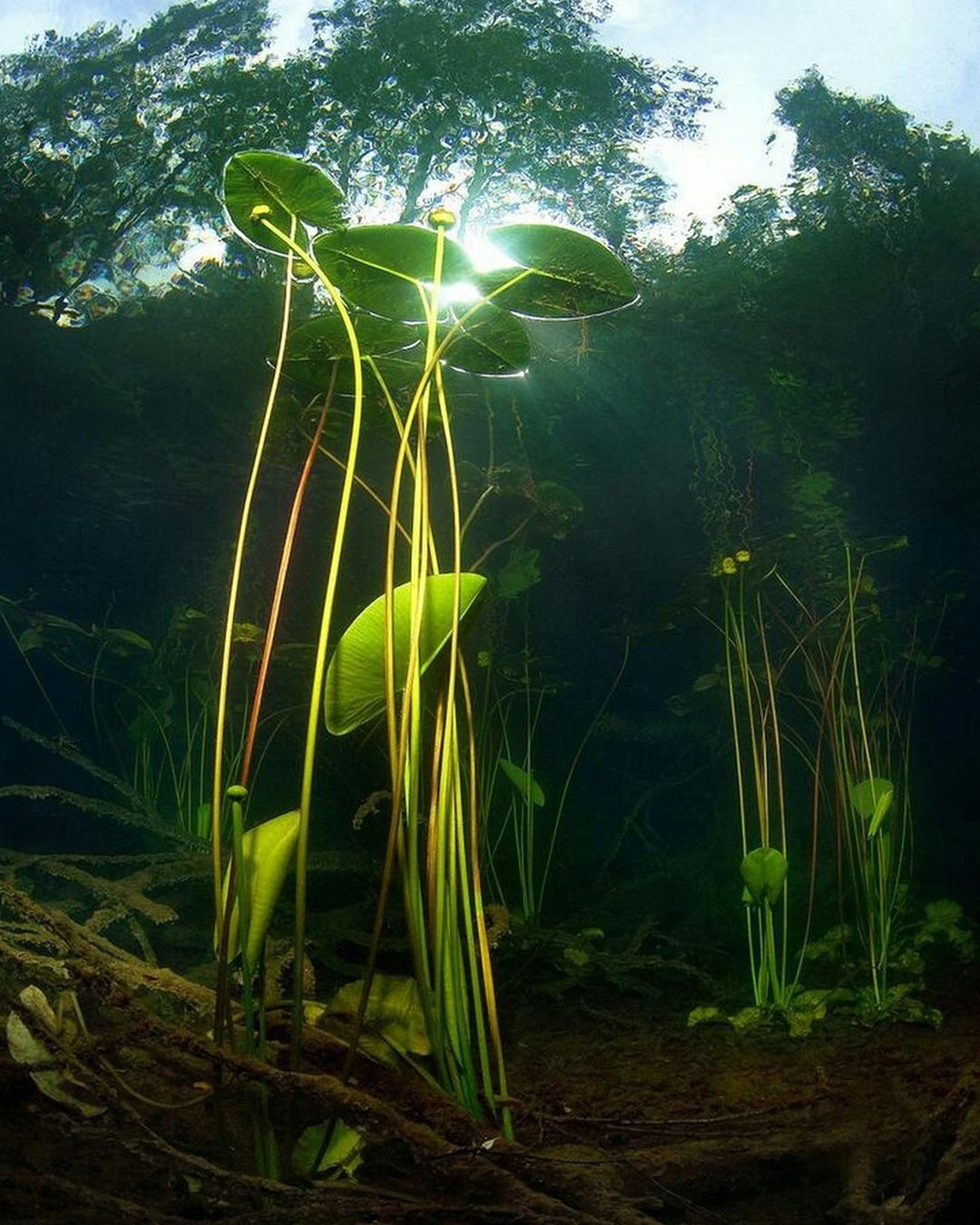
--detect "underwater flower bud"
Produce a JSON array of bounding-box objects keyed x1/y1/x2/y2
[{"x1": 429, "y1": 206, "x2": 456, "y2": 229}]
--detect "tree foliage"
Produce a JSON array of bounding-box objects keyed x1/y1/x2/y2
[
  {"x1": 306, "y1": 0, "x2": 713, "y2": 246},
  {"x1": 0, "y1": 0, "x2": 309, "y2": 314}
]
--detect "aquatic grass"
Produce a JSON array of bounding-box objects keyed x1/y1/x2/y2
[{"x1": 719, "y1": 549, "x2": 799, "y2": 1008}]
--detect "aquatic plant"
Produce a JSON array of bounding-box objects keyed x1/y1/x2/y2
[
  {"x1": 212, "y1": 145, "x2": 636, "y2": 1128},
  {"x1": 718, "y1": 549, "x2": 799, "y2": 1008},
  {"x1": 480, "y1": 630, "x2": 630, "y2": 925}
]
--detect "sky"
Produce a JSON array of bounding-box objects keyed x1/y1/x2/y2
[{"x1": 0, "y1": 0, "x2": 980, "y2": 233}]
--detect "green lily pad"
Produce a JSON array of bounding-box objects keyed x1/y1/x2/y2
[
  {"x1": 314, "y1": 225, "x2": 474, "y2": 323},
  {"x1": 479, "y1": 223, "x2": 637, "y2": 318},
  {"x1": 223, "y1": 152, "x2": 344, "y2": 255},
  {"x1": 850, "y1": 776, "x2": 896, "y2": 838}
]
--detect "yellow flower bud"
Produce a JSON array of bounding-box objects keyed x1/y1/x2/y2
[{"x1": 429, "y1": 206, "x2": 456, "y2": 229}]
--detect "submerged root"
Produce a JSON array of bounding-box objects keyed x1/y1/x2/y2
[{"x1": 0, "y1": 883, "x2": 654, "y2": 1225}]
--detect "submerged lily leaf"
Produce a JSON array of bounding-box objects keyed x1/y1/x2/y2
[
  {"x1": 850, "y1": 776, "x2": 896, "y2": 838},
  {"x1": 323, "y1": 574, "x2": 486, "y2": 736},
  {"x1": 284, "y1": 314, "x2": 421, "y2": 388},
  {"x1": 327, "y1": 974, "x2": 433, "y2": 1054},
  {"x1": 741, "y1": 847, "x2": 789, "y2": 906},
  {"x1": 293, "y1": 1119, "x2": 368, "y2": 1179},
  {"x1": 214, "y1": 809, "x2": 299, "y2": 965},
  {"x1": 500, "y1": 757, "x2": 544, "y2": 808}
]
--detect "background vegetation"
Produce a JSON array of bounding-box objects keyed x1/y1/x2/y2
[{"x1": 0, "y1": 0, "x2": 980, "y2": 950}]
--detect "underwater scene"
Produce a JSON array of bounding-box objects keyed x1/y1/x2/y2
[{"x1": 0, "y1": 0, "x2": 980, "y2": 1225}]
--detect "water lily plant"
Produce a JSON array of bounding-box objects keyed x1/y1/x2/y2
[{"x1": 212, "y1": 145, "x2": 636, "y2": 1130}]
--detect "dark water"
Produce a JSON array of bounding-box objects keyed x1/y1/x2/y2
[{"x1": 0, "y1": 0, "x2": 980, "y2": 1009}]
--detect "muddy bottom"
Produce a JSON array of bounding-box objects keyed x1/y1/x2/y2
[{"x1": 0, "y1": 955, "x2": 980, "y2": 1225}]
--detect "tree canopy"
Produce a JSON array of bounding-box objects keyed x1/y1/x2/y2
[
  {"x1": 0, "y1": 0, "x2": 710, "y2": 323},
  {"x1": 303, "y1": 0, "x2": 714, "y2": 246}
]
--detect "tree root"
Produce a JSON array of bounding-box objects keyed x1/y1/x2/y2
[{"x1": 0, "y1": 882, "x2": 653, "y2": 1225}]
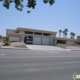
::::::::
Gather every line of the data above that contains the word "lily".

COMPLETE RESPONSE:
--detect "green lily pad"
--detect "submerged lily leaf"
--detect "water lily plant"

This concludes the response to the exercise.